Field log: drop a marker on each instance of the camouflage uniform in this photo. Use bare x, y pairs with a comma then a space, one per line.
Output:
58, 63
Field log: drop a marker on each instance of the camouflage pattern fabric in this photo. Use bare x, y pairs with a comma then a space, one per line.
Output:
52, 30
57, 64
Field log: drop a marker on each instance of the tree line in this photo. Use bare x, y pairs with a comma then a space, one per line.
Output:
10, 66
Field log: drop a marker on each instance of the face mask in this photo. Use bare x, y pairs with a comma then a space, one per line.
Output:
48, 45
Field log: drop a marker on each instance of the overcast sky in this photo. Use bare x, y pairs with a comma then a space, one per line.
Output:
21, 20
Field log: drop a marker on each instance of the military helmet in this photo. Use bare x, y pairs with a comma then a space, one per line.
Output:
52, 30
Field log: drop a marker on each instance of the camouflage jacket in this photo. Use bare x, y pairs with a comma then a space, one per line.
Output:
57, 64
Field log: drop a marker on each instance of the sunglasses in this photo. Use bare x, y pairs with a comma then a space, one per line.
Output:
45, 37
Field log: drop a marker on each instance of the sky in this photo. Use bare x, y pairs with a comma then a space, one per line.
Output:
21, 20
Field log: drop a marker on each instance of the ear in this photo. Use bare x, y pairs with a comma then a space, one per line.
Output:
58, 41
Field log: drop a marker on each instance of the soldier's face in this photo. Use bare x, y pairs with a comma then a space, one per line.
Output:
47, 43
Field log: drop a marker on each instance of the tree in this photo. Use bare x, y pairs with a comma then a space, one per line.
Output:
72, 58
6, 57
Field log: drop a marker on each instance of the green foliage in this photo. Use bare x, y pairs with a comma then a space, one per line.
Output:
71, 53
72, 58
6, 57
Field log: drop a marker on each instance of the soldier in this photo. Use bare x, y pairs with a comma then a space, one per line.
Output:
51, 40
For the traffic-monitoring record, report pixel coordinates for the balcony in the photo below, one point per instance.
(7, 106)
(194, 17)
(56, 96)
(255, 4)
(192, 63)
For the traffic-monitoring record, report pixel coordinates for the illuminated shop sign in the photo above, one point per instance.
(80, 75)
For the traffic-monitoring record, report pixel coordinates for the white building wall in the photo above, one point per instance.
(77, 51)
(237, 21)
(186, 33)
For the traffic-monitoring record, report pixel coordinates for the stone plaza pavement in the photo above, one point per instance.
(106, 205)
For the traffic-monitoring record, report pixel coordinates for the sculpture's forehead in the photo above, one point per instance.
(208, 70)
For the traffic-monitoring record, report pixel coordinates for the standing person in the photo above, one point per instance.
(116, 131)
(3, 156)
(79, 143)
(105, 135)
---
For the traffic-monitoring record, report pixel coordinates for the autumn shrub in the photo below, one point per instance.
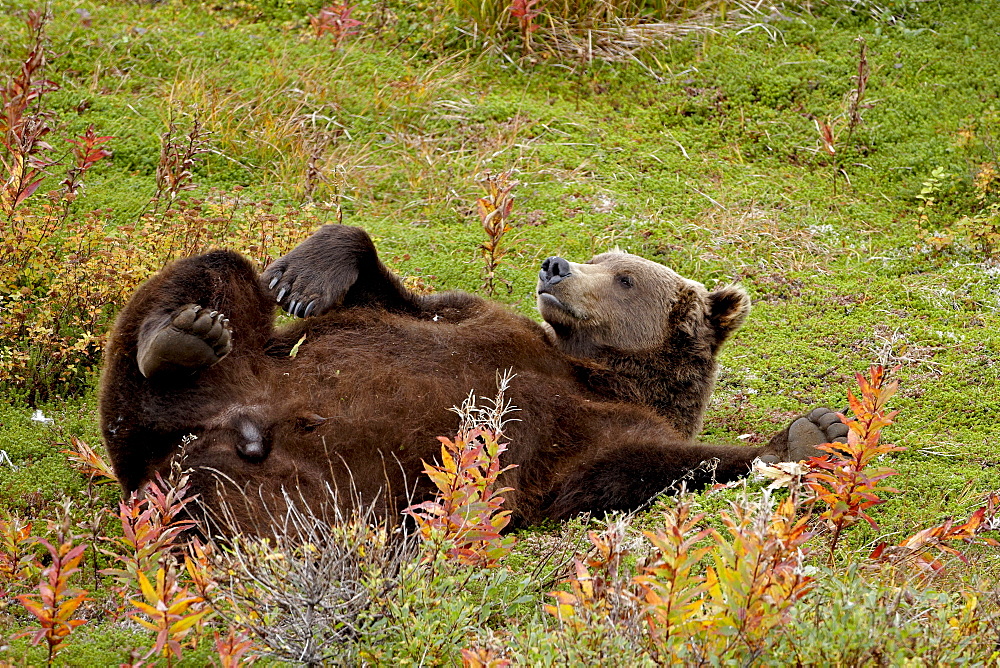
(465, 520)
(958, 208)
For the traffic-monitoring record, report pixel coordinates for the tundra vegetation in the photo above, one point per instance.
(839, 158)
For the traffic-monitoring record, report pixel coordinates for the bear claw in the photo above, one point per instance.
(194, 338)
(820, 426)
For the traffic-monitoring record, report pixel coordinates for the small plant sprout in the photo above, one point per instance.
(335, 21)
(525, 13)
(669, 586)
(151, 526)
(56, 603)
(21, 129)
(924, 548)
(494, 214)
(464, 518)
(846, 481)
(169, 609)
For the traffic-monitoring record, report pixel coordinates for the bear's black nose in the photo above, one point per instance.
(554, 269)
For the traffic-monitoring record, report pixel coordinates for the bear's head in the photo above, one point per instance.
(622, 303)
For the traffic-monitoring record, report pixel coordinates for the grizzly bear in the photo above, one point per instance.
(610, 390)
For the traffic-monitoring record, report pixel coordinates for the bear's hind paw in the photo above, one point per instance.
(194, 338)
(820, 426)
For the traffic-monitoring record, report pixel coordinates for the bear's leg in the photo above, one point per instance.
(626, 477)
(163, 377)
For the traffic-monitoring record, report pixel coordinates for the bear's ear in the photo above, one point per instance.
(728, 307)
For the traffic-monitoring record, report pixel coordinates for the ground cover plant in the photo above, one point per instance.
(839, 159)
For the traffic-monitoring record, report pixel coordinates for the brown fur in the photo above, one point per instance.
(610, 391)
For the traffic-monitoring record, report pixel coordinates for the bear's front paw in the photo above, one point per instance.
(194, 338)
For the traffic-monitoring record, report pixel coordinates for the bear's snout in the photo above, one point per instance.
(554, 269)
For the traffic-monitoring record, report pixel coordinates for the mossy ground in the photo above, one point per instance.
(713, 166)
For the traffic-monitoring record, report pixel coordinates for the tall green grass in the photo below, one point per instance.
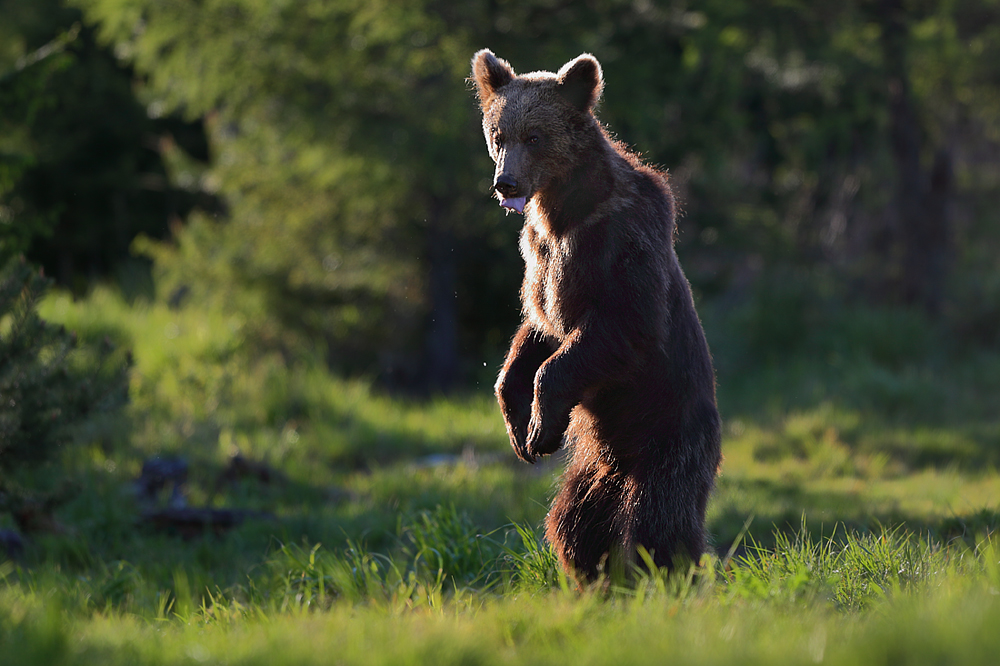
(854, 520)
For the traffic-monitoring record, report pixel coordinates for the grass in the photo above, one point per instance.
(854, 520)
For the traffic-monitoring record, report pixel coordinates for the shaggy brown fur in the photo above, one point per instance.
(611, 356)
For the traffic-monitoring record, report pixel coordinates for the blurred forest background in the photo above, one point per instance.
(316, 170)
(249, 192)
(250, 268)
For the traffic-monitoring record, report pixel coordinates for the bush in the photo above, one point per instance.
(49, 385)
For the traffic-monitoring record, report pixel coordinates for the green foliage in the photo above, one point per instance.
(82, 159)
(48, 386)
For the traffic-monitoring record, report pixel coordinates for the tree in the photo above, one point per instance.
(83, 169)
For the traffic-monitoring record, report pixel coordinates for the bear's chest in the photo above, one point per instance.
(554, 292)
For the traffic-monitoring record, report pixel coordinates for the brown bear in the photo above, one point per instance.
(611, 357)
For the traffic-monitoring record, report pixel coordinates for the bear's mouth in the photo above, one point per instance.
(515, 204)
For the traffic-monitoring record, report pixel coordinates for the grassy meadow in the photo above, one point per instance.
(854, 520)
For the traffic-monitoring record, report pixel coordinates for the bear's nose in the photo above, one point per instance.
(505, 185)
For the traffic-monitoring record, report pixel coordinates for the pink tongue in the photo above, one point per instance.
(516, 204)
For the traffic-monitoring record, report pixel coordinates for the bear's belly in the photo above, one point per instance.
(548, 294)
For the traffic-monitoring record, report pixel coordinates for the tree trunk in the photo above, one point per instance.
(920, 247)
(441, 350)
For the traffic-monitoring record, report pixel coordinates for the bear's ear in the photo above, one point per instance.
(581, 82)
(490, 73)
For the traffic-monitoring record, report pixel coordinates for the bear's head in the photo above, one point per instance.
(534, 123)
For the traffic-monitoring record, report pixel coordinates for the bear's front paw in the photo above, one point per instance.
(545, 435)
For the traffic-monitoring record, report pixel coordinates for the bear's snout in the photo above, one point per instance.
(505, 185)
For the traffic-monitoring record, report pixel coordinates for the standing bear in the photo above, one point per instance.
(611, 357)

§ **WRITTEN INSTRUCTION**: From the listing above, extract every line that contains the string "brown", matching case exactly.

§ **ANSWER BELOW**:
For the traffic-monitoring record, report pixel coordinates for the brown fur in the photo above, one point per instance.
For the traffic-monitoring record, report pixel coordinates for the shaggy brown fur in the photo above, one point per instance.
For the traffic-monitoring record, report pixel coordinates for the brown bear in the photo above, one point per instance.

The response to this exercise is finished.